Exercise description => In the Shadow Price blaster guide below, write out the passage from "For this Blaster" up to and including "up butt plate)", swapping "extension spring" for "torsion spring".

Document extract =>
────
Shadow Price

Shadow Price is the culmination of many years of CADing, which I had to learn along the way, and Coding, most of which I was taught by @mochoy. It uses brushless motors for the flywheels, a solenoid pusher, and has an integrated IR beam based ammo counter. The shell is based off of the stock weapon model for an auto rifle in the video game Destiny, and my personal blaster is painted like Shadow Price.

The STLs for all components are not inhenretly in the correct priting orientation, however there are large flat areas on all parts so use your best judgement when printing and print on these faces

All minor changes to this document will be dated and placed at the bottom, major changes will be noted at the top here

Note: This version uses tighter tolerances on all print surfaces. You will likely have to file the removeable components to get them to slide past each other.

Parts List

For this Blaster you will need:

Hardware

• 18 Regular Nerf screws (10mm long)
• 10 Small Nerf screws (5mm long)
• two small washers that will not slide over the main screw heads (or switch two of the small screws for something like the washer screws that are used on Stryfe mag releases)
• A small extension spring for the trigger
• A small compression spring for the magazine release (pen spring works)
• Optional:
  • An 8-32 or M5 machine screw and nut (to hold up butt plate)

Ammo Counter Electronics

• An Arduino Pro Mini 5V/16MHz
• A small solderable breadboard
• two .56" 7 segment displays
• two resistors (based on the color of your display)
• two 7 segment decoders (make sure they are the same type as your displays)
• two 5mm breadboard compatible momentary push buttons
• A 3mm IR break beam
• A small limit switch
• 22 gauge wire
• Heat shrink
• Optional:
  • Multiple colors of wire (to differentiate each button)
  • Bread board jumpers (for creating protoboard)
────
(Data entries)
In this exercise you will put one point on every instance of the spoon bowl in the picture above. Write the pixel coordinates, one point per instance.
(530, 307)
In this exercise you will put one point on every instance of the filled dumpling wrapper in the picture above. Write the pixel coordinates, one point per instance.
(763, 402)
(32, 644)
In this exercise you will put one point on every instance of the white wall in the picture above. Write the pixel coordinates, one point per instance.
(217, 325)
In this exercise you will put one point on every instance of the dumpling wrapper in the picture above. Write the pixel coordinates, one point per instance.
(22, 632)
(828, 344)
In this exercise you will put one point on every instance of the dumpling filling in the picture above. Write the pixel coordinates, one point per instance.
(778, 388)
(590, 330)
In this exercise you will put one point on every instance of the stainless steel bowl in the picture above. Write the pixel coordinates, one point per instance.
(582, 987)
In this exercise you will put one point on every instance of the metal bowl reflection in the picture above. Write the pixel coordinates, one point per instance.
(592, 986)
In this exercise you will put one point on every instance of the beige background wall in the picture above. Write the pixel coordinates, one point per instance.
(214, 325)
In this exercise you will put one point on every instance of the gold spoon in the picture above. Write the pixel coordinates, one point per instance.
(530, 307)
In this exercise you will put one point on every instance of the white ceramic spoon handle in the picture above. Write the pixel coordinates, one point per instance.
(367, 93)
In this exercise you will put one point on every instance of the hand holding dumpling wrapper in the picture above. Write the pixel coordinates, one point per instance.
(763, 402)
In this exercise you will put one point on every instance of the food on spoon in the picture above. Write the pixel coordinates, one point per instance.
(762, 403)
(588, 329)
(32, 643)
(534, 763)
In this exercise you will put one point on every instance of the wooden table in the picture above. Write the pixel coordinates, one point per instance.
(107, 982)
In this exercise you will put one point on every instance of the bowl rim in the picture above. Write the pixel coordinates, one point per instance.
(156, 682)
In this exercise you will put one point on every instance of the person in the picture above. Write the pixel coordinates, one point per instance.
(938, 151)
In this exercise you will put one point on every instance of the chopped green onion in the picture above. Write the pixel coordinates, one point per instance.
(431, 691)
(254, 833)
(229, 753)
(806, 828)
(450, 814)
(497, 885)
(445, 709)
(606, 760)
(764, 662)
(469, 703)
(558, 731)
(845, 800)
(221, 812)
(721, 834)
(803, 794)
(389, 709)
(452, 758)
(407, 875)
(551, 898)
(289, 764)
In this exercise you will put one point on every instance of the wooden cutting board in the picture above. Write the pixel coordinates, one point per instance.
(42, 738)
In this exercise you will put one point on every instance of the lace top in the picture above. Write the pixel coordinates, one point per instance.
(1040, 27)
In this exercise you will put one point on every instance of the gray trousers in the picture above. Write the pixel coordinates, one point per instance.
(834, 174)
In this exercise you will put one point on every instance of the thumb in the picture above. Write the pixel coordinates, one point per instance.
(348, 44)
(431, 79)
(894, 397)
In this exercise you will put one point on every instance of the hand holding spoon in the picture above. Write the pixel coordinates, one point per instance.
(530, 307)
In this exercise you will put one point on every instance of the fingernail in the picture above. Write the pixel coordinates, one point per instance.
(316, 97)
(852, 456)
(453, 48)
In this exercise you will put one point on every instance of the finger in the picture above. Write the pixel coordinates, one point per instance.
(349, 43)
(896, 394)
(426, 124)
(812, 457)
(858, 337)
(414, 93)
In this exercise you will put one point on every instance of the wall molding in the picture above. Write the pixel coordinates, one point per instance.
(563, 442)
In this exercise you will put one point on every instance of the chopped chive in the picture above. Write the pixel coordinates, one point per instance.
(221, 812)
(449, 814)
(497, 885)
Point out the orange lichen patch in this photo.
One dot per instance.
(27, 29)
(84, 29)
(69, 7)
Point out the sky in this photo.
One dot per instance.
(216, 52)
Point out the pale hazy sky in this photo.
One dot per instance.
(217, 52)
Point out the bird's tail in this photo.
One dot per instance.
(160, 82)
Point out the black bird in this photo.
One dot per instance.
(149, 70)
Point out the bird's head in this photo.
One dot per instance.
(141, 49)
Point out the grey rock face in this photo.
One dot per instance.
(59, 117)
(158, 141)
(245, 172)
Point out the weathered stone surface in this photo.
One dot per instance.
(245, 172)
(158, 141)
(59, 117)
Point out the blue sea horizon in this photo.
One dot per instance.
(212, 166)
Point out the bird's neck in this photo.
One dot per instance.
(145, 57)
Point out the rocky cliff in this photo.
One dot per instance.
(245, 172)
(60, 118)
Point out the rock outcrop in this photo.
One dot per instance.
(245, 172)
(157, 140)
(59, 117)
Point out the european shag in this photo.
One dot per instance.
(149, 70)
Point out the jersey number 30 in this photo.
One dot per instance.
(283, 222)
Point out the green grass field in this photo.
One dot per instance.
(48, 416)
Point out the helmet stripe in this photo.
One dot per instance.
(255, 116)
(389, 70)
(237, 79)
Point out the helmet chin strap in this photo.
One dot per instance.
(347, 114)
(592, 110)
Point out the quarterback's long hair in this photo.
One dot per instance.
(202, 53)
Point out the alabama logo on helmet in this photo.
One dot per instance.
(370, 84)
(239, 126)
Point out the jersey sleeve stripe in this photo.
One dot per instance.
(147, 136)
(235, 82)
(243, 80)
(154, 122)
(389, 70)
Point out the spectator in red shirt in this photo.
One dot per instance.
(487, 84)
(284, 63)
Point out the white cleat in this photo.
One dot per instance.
────
Result for this task =>
For this Blaster you will need:

Hardware

• 18 Regular Nerf screws (10mm long)
• 10 Small Nerf screws (5mm long)
• two small washers that will not slide over the main screw heads (or switch two of the small screws for something like the washer screws that are used on Stryfe mag releases)
• A small torsion spring for the trigger
• A small compression spring for the magazine release (pen spring works)
• Optional:
  • An 8-32 or M5 machine screw and nut (to hold up butt plate)